##### MATERIAL FOR THE TASK #####
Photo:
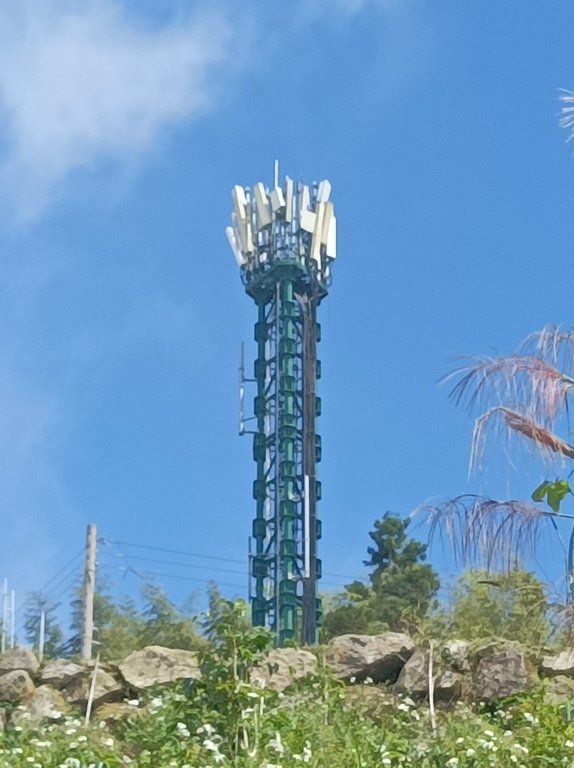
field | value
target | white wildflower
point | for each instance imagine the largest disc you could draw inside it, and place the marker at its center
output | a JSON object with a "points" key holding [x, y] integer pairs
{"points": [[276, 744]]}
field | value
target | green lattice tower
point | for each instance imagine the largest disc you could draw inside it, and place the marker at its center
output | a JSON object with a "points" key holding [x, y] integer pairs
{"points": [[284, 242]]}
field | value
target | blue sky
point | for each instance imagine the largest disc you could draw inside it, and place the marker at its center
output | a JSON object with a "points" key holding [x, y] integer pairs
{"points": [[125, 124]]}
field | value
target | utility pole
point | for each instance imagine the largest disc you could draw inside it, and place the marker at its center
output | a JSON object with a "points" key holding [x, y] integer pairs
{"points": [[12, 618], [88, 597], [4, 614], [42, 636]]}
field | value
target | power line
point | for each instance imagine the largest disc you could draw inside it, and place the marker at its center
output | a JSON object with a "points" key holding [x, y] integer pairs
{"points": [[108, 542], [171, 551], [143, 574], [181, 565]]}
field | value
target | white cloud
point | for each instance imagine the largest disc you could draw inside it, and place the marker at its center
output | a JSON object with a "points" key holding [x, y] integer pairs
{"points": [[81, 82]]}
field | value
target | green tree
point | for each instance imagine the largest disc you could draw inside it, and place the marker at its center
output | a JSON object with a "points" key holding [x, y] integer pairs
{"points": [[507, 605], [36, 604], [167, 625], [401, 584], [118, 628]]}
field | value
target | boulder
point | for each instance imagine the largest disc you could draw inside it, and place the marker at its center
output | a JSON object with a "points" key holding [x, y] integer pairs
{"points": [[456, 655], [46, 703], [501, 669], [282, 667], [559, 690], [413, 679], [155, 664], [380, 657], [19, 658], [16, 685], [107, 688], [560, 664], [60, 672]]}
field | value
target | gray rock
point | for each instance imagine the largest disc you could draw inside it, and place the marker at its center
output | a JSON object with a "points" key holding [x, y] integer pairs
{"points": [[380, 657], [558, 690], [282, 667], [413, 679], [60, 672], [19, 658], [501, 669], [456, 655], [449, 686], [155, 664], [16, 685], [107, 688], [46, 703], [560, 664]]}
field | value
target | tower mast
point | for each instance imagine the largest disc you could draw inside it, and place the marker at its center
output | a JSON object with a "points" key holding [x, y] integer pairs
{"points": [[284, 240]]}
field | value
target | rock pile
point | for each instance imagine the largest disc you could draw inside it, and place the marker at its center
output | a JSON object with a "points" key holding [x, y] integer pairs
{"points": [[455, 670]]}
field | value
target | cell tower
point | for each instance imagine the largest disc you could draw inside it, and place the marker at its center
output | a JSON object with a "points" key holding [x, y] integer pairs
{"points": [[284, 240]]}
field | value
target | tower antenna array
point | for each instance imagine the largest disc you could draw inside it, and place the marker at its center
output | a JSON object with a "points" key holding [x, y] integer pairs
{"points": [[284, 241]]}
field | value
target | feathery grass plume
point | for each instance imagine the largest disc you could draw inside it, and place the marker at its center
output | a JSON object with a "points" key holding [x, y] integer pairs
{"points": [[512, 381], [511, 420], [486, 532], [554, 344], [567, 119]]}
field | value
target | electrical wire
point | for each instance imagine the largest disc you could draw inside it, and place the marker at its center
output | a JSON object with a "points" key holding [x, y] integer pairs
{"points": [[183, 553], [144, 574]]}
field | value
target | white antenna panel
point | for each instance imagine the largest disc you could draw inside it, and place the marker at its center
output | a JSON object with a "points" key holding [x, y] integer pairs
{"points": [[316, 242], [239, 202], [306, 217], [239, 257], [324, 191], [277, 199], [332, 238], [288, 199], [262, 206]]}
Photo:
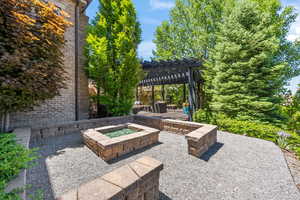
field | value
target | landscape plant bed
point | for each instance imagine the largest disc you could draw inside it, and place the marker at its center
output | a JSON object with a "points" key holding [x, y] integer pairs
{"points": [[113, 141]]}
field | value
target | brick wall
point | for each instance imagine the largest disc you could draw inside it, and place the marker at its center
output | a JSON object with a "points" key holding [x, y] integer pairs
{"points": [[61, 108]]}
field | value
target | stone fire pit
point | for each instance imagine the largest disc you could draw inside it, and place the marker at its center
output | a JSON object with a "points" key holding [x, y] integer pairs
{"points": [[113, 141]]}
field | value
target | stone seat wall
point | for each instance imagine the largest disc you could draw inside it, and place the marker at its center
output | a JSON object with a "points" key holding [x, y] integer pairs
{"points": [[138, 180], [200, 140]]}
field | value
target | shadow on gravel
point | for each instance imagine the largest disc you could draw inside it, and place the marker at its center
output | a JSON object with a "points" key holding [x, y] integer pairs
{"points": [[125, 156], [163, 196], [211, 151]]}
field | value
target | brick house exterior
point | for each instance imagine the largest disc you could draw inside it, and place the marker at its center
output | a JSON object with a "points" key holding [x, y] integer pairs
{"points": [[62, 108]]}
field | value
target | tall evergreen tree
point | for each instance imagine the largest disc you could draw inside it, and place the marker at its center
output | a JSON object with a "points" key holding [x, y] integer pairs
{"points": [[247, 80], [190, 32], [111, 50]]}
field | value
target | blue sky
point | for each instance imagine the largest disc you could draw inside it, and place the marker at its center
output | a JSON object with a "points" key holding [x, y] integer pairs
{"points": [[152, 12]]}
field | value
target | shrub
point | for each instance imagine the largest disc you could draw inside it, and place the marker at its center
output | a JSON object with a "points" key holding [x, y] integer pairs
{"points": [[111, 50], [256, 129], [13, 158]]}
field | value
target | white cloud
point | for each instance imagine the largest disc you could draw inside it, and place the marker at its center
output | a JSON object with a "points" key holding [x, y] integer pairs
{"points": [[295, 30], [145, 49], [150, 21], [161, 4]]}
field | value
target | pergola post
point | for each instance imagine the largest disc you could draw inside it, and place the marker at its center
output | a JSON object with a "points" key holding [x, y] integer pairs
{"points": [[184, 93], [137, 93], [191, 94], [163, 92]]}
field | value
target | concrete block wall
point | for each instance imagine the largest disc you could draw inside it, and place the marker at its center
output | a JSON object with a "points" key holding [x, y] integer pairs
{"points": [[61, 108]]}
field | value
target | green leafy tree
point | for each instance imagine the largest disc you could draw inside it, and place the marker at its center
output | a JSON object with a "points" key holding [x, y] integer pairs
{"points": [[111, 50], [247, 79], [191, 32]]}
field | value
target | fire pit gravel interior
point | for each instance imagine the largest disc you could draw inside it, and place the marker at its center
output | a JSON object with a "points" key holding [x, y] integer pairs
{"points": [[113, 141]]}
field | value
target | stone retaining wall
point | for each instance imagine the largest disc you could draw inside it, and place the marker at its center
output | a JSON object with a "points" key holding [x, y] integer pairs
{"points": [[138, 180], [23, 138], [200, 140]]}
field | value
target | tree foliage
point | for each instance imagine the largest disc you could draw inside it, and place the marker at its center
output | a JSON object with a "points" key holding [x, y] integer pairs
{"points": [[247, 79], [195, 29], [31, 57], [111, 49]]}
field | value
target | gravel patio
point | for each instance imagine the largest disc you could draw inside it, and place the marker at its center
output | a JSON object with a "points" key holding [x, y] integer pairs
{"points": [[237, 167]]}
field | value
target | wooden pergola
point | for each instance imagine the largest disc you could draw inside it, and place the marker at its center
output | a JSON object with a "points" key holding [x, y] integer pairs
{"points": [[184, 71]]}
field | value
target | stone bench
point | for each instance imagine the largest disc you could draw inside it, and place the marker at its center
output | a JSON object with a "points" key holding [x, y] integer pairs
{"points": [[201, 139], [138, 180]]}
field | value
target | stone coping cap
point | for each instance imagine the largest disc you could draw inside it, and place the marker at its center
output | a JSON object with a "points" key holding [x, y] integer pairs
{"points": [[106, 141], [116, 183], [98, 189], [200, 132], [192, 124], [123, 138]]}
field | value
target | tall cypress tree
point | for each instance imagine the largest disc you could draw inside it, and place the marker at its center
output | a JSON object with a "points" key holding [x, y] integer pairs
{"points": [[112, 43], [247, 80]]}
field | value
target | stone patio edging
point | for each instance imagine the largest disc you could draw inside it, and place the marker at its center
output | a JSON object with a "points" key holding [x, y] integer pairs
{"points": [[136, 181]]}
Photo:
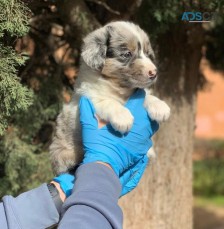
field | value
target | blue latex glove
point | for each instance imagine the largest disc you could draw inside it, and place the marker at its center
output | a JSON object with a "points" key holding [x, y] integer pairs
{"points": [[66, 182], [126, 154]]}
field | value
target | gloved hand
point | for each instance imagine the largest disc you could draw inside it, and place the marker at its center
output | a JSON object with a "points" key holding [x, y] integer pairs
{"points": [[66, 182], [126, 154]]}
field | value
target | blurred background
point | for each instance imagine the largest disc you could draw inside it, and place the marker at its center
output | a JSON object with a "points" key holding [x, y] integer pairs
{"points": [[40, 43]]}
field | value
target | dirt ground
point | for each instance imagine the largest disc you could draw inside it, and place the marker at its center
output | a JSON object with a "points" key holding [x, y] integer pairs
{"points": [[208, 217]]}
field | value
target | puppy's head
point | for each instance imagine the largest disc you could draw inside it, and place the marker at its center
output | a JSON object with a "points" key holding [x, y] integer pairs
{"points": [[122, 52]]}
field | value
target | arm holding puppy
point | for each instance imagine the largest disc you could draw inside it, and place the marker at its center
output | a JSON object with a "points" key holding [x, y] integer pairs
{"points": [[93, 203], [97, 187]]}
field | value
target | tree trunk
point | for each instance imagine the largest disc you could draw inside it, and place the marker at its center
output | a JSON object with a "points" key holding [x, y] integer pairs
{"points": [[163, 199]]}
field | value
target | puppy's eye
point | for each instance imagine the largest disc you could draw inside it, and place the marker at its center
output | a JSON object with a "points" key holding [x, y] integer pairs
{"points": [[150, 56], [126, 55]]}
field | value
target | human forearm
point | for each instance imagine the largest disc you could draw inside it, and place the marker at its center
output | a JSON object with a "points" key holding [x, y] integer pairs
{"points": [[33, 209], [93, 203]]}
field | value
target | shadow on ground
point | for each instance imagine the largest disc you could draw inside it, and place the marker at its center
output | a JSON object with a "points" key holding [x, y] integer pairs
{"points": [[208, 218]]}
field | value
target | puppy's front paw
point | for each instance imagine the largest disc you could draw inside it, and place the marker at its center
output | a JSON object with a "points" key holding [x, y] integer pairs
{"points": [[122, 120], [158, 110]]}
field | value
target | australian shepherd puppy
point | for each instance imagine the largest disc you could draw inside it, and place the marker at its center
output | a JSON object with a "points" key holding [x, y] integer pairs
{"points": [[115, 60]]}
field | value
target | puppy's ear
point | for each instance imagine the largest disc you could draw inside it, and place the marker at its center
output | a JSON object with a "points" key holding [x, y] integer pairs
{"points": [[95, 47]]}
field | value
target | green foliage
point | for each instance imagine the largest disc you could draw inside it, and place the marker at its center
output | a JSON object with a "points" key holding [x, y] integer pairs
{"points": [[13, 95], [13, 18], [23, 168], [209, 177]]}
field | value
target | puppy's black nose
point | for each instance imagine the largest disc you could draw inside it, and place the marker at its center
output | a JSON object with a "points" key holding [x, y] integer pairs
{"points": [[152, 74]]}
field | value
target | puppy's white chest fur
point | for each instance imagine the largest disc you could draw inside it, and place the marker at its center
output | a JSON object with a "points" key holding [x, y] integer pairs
#####
## WHAT IS BEING ASKED
Please count the lines above that contain the word "gravel" and give only that number.

## SOLUTION FOR THIS PROBLEM
3